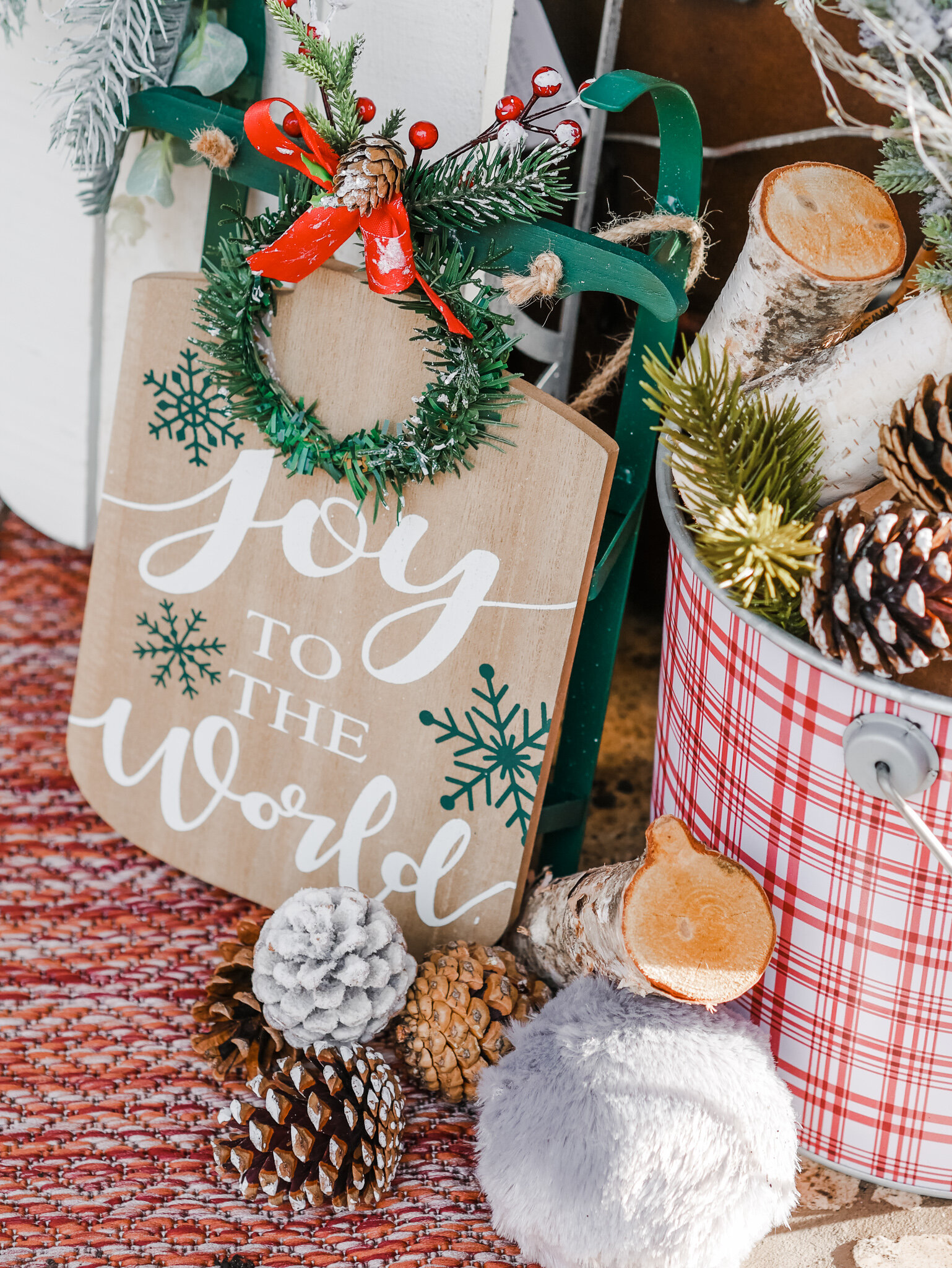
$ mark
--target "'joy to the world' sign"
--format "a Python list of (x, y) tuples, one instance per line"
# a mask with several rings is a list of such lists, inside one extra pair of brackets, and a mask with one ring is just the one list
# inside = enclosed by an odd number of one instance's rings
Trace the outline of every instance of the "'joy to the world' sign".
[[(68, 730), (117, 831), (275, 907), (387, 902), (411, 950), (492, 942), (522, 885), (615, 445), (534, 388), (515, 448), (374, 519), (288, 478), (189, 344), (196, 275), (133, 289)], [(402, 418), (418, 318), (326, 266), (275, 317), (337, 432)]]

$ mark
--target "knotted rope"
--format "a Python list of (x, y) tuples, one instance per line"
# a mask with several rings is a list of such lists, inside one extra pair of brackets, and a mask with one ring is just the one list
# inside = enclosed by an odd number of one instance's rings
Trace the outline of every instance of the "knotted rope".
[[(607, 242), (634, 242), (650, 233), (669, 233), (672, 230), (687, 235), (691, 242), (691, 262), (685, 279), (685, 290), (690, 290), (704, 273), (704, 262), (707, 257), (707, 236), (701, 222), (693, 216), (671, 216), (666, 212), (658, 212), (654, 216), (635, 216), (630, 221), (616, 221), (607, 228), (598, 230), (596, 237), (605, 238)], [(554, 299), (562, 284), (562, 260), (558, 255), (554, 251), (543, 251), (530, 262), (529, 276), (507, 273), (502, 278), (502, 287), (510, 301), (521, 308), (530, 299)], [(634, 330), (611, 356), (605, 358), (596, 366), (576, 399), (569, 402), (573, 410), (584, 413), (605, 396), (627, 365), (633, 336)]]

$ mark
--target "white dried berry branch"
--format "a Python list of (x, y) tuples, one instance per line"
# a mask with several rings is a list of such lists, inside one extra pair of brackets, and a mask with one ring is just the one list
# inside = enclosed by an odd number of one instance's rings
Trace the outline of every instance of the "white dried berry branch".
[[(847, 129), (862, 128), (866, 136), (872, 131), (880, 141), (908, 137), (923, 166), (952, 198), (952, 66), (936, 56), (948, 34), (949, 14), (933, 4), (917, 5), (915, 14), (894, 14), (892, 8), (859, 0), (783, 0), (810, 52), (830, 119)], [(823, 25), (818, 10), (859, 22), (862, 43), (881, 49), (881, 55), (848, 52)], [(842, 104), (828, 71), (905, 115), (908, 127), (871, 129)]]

Written task: Rewrite all of the lines above, changing every "instance" to "object" and keeping everything else the same. Leave out the pictures.

Task response:
$ mark
--target "'joy to the world' sign"
--format "a Python list of (x, y) tuples, one object per line"
# a mask with several rings is a list of such lists, inside one extra pair of brackets, and a mask with one ring is just the one list
# inside = enclosed by an odd number of one object's rings
Trace the outline of every object of the "'joy to the world' sign".
[[(68, 730), (117, 831), (275, 907), (387, 902), (411, 950), (492, 942), (522, 885), (615, 445), (534, 388), (515, 448), (374, 519), (288, 478), (189, 344), (196, 275), (133, 289)], [(402, 418), (418, 318), (326, 266), (275, 317), (337, 432)]]

$ mark
--target "knotted rope"
--format "a Python list of (x, y) tuples, one object per line"
# a mask with several rings is a list of such lists, inside one extra pair of brackets, and a mask with one ring is just the one list
# inside = enclosed by an odd number of one object's rings
Trace the outline of every object of the "knotted rope".
[[(607, 242), (634, 242), (650, 233), (669, 233), (672, 230), (687, 235), (691, 242), (691, 262), (685, 279), (685, 290), (690, 290), (704, 273), (704, 262), (707, 257), (707, 236), (701, 222), (693, 216), (671, 216), (666, 212), (658, 212), (654, 216), (635, 216), (630, 221), (616, 221), (607, 228), (598, 230), (596, 237), (605, 238)], [(554, 299), (562, 284), (562, 260), (558, 255), (554, 251), (543, 251), (530, 262), (529, 276), (507, 273), (502, 278), (502, 287), (510, 301), (521, 308), (530, 299)], [(634, 330), (611, 356), (605, 358), (596, 366), (576, 399), (569, 402), (573, 410), (584, 413), (605, 396), (627, 365), (633, 336)]]

$ mark
--target "white dried berry branch"
--format "a Python list of (x, y) tuples, one object per line"
# a mask with several rings is a list of such lists, inside one extra pair of brackets, and a mask with one ring is just the one list
# inside = enclosed by an odd number of one object's rings
Trace the outline of every object of the "white dried berry branch".
[[(847, 129), (862, 128), (866, 136), (872, 131), (880, 141), (908, 137), (923, 166), (952, 198), (952, 66), (936, 56), (948, 34), (949, 14), (933, 4), (917, 5), (915, 14), (894, 14), (892, 8), (859, 0), (783, 0), (810, 52), (830, 119)], [(823, 25), (818, 10), (859, 22), (862, 43), (881, 49), (881, 55), (848, 52)], [(842, 104), (828, 71), (905, 115), (908, 127), (871, 129)]]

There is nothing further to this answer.